== SOURCE DOCUMENT
Opinion
Civil Action No. 00-6270
October 17, 2001
MEMORANDUM AND ORDER
Presently before the Court is a Motion For Order Compelling Physical Examination filed by the Defendants, International Brotherhood of Electrical Workers Local Union 98 Pension Fund, Scott Ernsberger, John J. Dougherty, Edward Neilson, Joseph Agresti, Thomas J. Reilly, Jr., Dennis Link and William C. Rhodes ("Defendants"). The Plaintiff, Andrew Carney, filed suit in this Court alleging violations of the Employee Retirement Income Security Act of 1974 ("ERISA"), based on the Defendants' denial of his Disability Pension Benefits. 29 U.S.C. § 1001-1276 (1994). As part of discovery, Defendants now seek to compel Plaintiff to appear for and submit to a physical examination by Dr. Daniel M. Feinberg, M.D., a duly licensed physician specializing in neurology. For the following reasons, Defendants' Motion is denied.
I. BACKGROUND
The Plaintiff, Andrew Carney, has been a fully vested participant in the International Brotherhood of Electrical Workers Local Union No. 98 Pension Plan ("Plan") since 1961. Sometime in 1991, Plaintiff allegedly suffered a disabling injury which prevented him from performing the duties of an electrician. On June 18, 1996, he applied for Disability Pension Benefits ("Benefits") and as required under the terms of the Plan, underwent a medical examination on August 30, 1996. Dr. Michael H. LeWitt, M.D. ("Dr. LeWitt"), the physician designated by the Trustees of the Plan ("Trustees") to examine participants applying for disability benefits, conducted the examination. Dr. LeWitt concluded the Plaintiff was permanently disabled and communicated his conclusions to the Trustees by letter, dated August 30, 1996.
====
• **BRIEF 1**
Return the passage of the memorandum and order starting at "I. BACKGROUND" and ending at "dated August 30, 1996.".
• **BRIEF 2**
According to the memorandum and order, why did the Plaintiff undergo a medical examination on August 30, 1996, and why was Dr. LeWitt the one who conducted it?
== PROVIDED MATERIAL
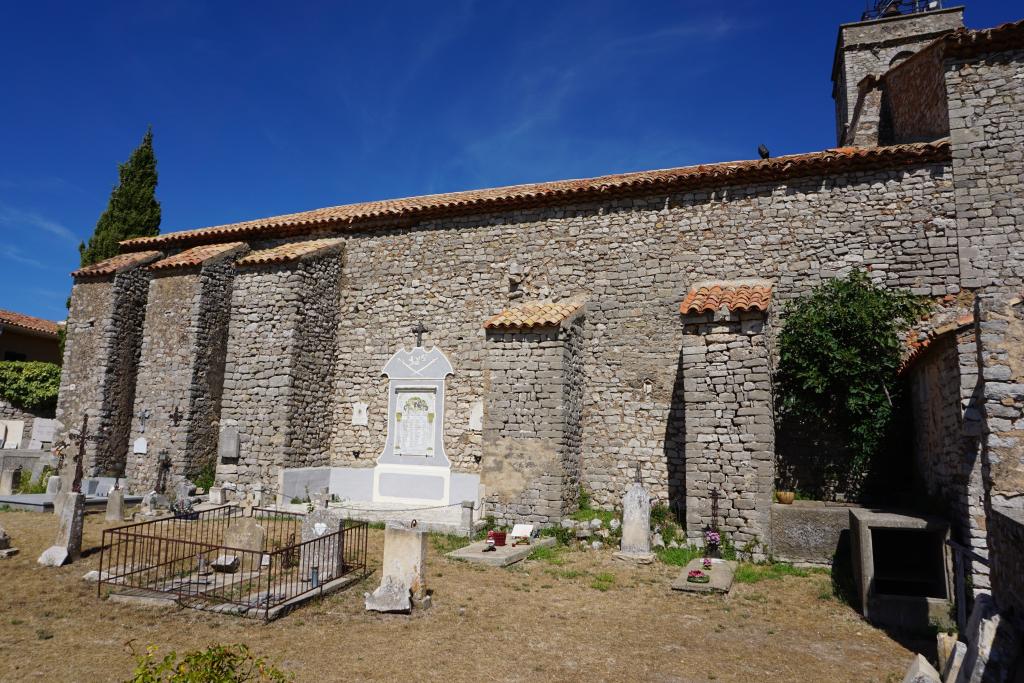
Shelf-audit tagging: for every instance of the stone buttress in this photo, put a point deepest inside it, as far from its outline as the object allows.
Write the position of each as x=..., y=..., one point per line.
x=181, y=368
x=281, y=361
x=104, y=334
x=531, y=415
x=727, y=413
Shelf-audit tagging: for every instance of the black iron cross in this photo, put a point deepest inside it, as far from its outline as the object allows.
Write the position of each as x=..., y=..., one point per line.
x=419, y=330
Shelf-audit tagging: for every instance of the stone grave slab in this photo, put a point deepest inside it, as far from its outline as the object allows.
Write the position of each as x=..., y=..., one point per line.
x=502, y=556
x=721, y=574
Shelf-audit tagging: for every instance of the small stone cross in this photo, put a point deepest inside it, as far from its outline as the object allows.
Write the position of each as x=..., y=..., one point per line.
x=419, y=330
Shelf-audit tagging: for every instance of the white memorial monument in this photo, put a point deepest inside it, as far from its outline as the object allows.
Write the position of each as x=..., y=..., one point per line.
x=413, y=467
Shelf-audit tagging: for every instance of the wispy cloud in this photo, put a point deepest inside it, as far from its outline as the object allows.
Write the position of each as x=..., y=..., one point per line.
x=14, y=254
x=19, y=218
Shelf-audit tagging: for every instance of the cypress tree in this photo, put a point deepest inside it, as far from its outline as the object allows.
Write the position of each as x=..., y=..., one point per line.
x=132, y=211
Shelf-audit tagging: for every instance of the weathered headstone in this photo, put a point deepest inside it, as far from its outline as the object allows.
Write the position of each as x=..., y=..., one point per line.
x=116, y=506
x=246, y=534
x=53, y=484
x=8, y=479
x=5, y=549
x=636, y=525
x=68, y=546
x=402, y=572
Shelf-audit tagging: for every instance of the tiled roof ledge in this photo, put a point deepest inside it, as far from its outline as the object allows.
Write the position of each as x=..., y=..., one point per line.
x=534, y=314
x=117, y=264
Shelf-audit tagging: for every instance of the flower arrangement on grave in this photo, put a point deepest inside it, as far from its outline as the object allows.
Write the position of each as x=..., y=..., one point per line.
x=182, y=507
x=697, y=577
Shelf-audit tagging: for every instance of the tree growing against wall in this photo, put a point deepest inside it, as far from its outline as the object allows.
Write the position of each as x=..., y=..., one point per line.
x=132, y=210
x=840, y=351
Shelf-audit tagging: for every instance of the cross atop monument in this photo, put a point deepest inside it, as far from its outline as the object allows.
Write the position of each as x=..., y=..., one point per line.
x=419, y=330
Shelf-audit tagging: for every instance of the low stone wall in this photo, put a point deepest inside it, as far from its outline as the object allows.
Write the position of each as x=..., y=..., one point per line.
x=809, y=531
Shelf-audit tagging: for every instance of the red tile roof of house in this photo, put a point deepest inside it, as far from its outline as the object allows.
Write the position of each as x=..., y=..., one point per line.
x=535, y=314
x=200, y=255
x=35, y=325
x=292, y=251
x=734, y=295
x=118, y=263
x=352, y=216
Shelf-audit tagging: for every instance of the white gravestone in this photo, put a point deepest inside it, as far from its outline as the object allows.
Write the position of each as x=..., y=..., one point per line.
x=42, y=433
x=413, y=467
x=11, y=432
x=636, y=525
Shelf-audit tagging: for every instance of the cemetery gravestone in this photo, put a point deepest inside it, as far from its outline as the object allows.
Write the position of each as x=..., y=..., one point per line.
x=68, y=546
x=116, y=506
x=636, y=525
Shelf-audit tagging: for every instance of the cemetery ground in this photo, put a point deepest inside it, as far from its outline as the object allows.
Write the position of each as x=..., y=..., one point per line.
x=565, y=615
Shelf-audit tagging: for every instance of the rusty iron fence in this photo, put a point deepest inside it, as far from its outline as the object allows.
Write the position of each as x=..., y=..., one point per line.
x=184, y=557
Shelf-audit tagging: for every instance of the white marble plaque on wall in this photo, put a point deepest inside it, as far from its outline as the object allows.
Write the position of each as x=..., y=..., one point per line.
x=43, y=430
x=415, y=419
x=360, y=414
x=11, y=432
x=476, y=417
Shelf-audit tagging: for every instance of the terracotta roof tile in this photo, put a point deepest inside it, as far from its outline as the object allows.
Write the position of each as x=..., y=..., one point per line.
x=118, y=263
x=734, y=295
x=352, y=215
x=292, y=251
x=200, y=255
x=23, y=322
x=535, y=314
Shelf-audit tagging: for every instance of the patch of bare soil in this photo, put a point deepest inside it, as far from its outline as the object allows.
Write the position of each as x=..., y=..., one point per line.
x=590, y=617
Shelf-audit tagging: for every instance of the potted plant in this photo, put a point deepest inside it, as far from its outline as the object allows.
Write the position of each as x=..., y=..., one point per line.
x=697, y=577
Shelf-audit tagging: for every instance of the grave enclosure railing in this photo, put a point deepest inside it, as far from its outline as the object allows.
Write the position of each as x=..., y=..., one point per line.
x=178, y=557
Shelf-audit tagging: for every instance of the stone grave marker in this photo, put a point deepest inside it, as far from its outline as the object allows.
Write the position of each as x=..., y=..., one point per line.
x=5, y=549
x=8, y=479
x=246, y=534
x=402, y=572
x=68, y=546
x=116, y=506
x=53, y=484
x=636, y=525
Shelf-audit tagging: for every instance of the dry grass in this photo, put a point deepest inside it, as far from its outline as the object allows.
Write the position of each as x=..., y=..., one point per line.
x=585, y=617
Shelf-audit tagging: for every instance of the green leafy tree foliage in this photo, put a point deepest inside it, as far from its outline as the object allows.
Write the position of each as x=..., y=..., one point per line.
x=223, y=664
x=30, y=385
x=840, y=351
x=132, y=211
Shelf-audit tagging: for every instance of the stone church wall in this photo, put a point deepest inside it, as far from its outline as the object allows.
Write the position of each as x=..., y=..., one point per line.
x=180, y=373
x=729, y=429
x=104, y=334
x=986, y=131
x=531, y=435
x=634, y=259
x=945, y=397
x=281, y=354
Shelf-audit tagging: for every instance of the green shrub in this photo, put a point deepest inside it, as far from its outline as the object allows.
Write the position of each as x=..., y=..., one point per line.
x=223, y=664
x=840, y=350
x=25, y=484
x=30, y=385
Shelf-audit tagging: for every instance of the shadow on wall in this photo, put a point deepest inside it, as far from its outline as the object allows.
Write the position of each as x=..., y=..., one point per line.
x=675, y=445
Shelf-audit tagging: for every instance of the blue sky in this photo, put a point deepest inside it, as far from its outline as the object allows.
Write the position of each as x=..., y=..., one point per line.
x=267, y=108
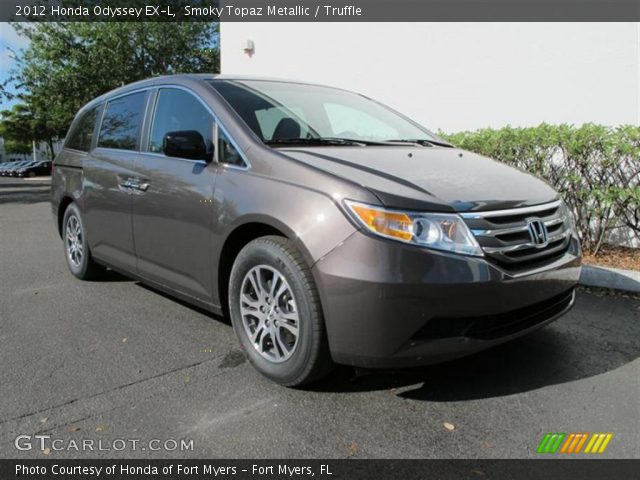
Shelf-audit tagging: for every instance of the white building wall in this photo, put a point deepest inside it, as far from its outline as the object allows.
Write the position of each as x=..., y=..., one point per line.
x=458, y=76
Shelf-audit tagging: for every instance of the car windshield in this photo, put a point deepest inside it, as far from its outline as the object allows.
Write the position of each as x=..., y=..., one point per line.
x=282, y=113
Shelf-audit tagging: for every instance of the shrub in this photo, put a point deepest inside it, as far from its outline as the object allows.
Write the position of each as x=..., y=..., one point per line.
x=595, y=168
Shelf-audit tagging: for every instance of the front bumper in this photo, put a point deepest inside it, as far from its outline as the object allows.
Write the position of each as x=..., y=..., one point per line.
x=392, y=305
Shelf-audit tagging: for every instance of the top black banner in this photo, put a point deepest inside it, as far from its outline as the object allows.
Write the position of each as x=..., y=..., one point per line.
x=320, y=10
====
• **TASK RESPONSE 1**
I. BACKGROUND
The Plaintiff, Andrew Carney, has been a fully vested participant in the International Brotherhood of Electrical Workers Local Union No. 98 Pension Plan ("Plan") since 1961. Sometime in 1991, Plaintiff allegedly suffered a disabling injury which prevented him from performing the duties of an electrician. On June 18, 1996, he applied for Disability Pension Benefits ("Benefits") and as required under the terms of the Plan, underwent a medical examination on August 30, 1996. Dr. Michael H. LeWitt, M.D. ("Dr. LeWitt"), the physician designated by the Trustees of the Plan ("Trustees") to examine participants applying for disability benefits, conducted the examination. Dr. LeWitt concluded the Plaintiff was permanently disabled and communicated his conclusions to the Trustees by letter, dated August 30, 1996.

• **TASK RESPONSE 2**
The Plaintiff underwent the examination because the terms of the Plan required it after he applied for Disability Pension Benefits. Dr. LeWitt conducted it because he was the physician the Trustees of the Plan had designated to examine participants applying for disability benefits.